### EXERCISE
Rewrite every line in the stretch from the line containing "of any shadowed" through the end of the entries, both ends included. Multiply each coordinate value in the answers by 1.45, round it to a whole number with halves rounded up, and leave all other text unchanged.

### RAW RECORDS

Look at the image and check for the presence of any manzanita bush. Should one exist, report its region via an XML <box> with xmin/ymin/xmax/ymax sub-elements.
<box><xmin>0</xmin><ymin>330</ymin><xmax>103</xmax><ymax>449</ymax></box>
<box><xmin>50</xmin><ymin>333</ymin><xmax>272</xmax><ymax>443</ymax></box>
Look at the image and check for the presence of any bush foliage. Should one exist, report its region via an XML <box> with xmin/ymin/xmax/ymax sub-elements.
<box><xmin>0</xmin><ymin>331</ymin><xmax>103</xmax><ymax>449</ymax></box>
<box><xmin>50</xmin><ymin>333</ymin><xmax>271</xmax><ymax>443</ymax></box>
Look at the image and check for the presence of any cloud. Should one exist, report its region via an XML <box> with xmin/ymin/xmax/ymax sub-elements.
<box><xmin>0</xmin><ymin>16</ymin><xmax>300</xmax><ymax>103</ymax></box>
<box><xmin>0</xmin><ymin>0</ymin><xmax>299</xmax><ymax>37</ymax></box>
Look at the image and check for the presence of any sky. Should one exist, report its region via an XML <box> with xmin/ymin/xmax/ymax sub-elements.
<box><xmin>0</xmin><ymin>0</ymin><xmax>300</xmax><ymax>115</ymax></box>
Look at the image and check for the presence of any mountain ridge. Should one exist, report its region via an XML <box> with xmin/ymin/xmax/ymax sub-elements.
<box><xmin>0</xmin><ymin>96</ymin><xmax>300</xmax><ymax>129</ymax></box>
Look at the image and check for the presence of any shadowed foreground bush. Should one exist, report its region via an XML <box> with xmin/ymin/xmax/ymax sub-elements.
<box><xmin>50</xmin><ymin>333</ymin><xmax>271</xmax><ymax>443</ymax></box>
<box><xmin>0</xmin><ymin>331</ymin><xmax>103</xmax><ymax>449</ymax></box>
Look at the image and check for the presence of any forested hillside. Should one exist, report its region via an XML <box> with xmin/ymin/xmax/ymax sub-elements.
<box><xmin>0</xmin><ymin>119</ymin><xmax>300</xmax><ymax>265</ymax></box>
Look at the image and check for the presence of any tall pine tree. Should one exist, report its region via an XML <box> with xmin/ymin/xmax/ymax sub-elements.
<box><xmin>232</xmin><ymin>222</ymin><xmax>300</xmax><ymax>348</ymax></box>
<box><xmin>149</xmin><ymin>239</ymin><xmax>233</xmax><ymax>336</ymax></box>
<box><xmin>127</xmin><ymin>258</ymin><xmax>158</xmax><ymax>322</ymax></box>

### SOLUTION FOR THIS EXERCISE
Look at the image and check for the presence of any shadowed foreground bush. Should one exist, report its region via an XML <box> with xmin/ymin/xmax/ymax sub-elements.
<box><xmin>73</xmin><ymin>483</ymin><xmax>393</xmax><ymax>642</ymax></box>
<box><xmin>0</xmin><ymin>480</ymin><xmax>149</xmax><ymax>651</ymax></box>
Look at the image and check for the presence of any forested hillside. Should one exist, report its region via an XML <box> with xmin/ymin/xmax/ymax sub-elements.
<box><xmin>0</xmin><ymin>173</ymin><xmax>435</xmax><ymax>384</ymax></box>
Look at the image and check for the presence of any tall pine tree. Should one exist, report its region via an XML <box> with xmin/ymin/xmax/ymax sub-elements.
<box><xmin>336</xmin><ymin>322</ymin><xmax>435</xmax><ymax>505</ymax></box>
<box><xmin>216</xmin><ymin>347</ymin><xmax>338</xmax><ymax>487</ymax></box>
<box><xmin>184</xmin><ymin>374</ymin><xmax>229</xmax><ymax>467</ymax></box>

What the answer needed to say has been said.